PASSAGE FOR REVIEW Start Marker

Domestic violence is usually perpetrated by intimate partners. Society has always blamed the victims for not leaving when the clear signs of abuse are visible. Of course it is normally presumed that individuals during courtship must show up their violent tendencies; verbal abuse, being overly jealous or protective and at extreme cases lashing out at their partners physically. Domestic violence is not a small issue which should be swept under the carpet by the victims. It is better to speak out and not condone the act. Violent people usually have a certain pattern, they usually continue the act if they find out that their previous acts were condoned and forgiven without consequences.  The act of violence is normally prevalent because the victims refused to act when they should and chose to live in denial.

The stories of violence which has recently flooded our social media timelines show a certain pattern. These acts were usually preceded by prior warnings but the victims refused to act fast or report to security agencies to checkmate the violent behaviour.

There are some clear signs to watch out for by victims;

  1. When the victim doesn’t make the other party happy. It seems as if the presence of the victim irritates the aggressor.

PASSAGE FOR REVIEW End Marker

EXERCISE DESCRIPTION:
From the passage on domestic violence, copy the stretch from "The stories of" through "irritates the aggressor." word for word.

ENTRIES PROVIDED Start Marker

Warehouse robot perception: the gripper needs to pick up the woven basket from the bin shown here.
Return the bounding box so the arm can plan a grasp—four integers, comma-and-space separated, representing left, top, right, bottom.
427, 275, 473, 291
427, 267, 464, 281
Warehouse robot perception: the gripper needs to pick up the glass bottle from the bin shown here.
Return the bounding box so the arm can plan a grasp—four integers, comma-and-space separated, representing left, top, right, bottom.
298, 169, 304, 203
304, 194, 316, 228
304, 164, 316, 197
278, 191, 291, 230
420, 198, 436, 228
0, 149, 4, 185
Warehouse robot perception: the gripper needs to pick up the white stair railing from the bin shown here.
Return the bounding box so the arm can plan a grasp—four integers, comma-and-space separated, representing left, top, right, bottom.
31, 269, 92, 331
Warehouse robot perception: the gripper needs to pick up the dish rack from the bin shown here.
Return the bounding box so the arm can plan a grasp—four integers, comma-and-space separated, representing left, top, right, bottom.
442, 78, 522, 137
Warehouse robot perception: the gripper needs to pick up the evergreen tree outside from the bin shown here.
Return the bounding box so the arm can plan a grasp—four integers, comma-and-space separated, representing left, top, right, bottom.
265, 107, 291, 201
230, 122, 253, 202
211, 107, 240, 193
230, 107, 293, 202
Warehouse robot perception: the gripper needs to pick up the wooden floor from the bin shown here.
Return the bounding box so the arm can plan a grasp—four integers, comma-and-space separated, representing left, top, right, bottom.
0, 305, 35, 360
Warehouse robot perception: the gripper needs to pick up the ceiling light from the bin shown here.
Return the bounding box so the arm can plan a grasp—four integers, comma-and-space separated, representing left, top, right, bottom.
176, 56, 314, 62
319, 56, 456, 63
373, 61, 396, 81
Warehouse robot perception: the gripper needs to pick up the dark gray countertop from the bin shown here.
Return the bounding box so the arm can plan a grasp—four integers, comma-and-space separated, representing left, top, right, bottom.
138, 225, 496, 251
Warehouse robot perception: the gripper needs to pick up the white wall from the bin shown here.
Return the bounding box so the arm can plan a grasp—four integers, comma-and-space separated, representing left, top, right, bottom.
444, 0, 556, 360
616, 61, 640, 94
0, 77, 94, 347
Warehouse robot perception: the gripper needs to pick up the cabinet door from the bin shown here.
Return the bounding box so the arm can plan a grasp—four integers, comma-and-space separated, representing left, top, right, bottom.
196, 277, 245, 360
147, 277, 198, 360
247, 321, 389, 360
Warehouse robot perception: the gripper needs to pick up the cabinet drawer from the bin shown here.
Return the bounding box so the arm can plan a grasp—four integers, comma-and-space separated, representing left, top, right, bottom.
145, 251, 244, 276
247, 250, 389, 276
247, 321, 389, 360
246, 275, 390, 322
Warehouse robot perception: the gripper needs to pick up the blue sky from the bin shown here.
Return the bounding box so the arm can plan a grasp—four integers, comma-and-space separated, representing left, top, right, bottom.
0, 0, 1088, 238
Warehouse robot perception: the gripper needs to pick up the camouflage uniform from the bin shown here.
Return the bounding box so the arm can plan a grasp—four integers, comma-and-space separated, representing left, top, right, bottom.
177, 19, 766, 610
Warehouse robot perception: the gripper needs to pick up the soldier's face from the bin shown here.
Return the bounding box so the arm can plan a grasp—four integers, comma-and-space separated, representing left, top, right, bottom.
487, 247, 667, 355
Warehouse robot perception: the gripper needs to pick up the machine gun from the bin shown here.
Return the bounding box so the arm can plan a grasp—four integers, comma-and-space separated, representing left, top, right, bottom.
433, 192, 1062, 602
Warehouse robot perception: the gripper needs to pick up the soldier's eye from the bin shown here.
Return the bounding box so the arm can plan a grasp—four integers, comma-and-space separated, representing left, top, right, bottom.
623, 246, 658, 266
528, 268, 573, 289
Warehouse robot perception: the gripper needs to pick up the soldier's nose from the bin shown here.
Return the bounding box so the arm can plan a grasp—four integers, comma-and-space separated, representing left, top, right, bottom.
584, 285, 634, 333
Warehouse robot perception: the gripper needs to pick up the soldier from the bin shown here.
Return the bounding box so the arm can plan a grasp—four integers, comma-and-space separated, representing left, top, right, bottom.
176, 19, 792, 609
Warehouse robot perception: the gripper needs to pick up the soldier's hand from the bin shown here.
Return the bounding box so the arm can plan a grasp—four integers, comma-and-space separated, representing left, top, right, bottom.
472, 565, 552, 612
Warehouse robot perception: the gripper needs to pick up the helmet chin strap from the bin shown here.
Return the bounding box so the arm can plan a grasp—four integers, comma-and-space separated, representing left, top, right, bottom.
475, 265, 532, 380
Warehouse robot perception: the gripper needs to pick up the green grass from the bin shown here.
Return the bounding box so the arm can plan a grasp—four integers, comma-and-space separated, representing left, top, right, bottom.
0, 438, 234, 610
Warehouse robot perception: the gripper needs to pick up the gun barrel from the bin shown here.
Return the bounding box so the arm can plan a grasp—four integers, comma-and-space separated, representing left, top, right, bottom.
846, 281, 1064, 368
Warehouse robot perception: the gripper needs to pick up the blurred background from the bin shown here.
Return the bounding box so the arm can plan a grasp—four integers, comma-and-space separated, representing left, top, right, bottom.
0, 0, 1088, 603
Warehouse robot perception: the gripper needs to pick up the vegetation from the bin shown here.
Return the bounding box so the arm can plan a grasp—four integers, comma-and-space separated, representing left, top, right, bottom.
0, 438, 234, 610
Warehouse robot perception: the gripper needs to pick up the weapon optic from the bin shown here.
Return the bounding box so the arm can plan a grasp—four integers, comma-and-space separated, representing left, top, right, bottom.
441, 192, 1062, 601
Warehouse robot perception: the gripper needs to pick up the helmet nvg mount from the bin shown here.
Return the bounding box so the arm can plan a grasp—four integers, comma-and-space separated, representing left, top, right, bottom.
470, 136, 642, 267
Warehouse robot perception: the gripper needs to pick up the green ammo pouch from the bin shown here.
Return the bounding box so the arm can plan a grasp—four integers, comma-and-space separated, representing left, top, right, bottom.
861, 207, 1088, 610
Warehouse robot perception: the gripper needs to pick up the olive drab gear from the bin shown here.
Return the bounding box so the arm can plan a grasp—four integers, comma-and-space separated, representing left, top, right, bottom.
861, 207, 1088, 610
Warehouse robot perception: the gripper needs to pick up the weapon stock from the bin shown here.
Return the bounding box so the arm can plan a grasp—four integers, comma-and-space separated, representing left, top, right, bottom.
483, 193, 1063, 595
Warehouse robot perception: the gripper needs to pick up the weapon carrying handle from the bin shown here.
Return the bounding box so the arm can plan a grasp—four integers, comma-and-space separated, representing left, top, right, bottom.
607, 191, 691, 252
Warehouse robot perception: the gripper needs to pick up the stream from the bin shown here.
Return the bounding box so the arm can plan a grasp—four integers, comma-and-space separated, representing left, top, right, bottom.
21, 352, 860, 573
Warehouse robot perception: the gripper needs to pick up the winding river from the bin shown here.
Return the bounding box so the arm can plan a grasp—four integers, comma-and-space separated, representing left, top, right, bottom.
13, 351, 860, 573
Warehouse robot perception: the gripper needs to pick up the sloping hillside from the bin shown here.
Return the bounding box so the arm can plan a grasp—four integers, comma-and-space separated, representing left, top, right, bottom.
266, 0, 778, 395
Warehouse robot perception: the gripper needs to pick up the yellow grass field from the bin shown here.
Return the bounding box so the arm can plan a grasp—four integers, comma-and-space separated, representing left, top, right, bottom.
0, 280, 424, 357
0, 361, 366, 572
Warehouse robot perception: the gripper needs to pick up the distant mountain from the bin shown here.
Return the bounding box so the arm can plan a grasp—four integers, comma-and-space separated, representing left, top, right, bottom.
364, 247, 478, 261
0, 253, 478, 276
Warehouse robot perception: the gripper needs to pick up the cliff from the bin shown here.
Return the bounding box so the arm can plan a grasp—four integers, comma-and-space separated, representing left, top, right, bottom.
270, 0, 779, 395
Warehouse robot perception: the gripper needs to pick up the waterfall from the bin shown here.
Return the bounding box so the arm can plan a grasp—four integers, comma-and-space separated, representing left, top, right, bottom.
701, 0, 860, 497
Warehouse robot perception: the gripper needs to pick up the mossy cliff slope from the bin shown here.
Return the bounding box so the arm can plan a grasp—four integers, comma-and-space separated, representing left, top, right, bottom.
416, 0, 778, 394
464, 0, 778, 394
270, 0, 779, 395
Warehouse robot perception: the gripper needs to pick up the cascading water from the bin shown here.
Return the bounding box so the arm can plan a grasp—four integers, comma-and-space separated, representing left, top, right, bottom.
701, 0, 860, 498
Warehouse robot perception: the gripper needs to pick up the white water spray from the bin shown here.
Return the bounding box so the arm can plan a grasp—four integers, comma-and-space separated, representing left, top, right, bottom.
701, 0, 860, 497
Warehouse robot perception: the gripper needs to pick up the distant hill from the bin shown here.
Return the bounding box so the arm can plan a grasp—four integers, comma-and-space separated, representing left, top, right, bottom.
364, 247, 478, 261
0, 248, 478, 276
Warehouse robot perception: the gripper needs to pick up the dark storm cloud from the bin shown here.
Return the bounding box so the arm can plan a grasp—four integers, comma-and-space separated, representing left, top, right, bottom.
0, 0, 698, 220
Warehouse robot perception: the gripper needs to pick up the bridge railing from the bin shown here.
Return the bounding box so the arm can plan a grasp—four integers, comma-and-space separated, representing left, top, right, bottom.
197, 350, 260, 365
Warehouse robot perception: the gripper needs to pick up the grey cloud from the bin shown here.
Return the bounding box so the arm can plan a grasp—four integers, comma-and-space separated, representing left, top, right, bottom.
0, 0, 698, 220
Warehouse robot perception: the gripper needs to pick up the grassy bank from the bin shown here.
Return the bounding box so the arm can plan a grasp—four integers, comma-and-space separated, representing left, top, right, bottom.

ENTRIES PROVIDED End Marker

RESULT:
The stories of violence which has recently flooded our social media timelines show a certain pattern. These acts were usually preceded by prior warnings but the victims refused to act fast or report to security agencies to checkmate the violent behaviour.

There are some clear signs to watch out for by victims;

  1. When the victim doesn’t make the other party happy. It seems as if the presence of the victim irritates the aggressor.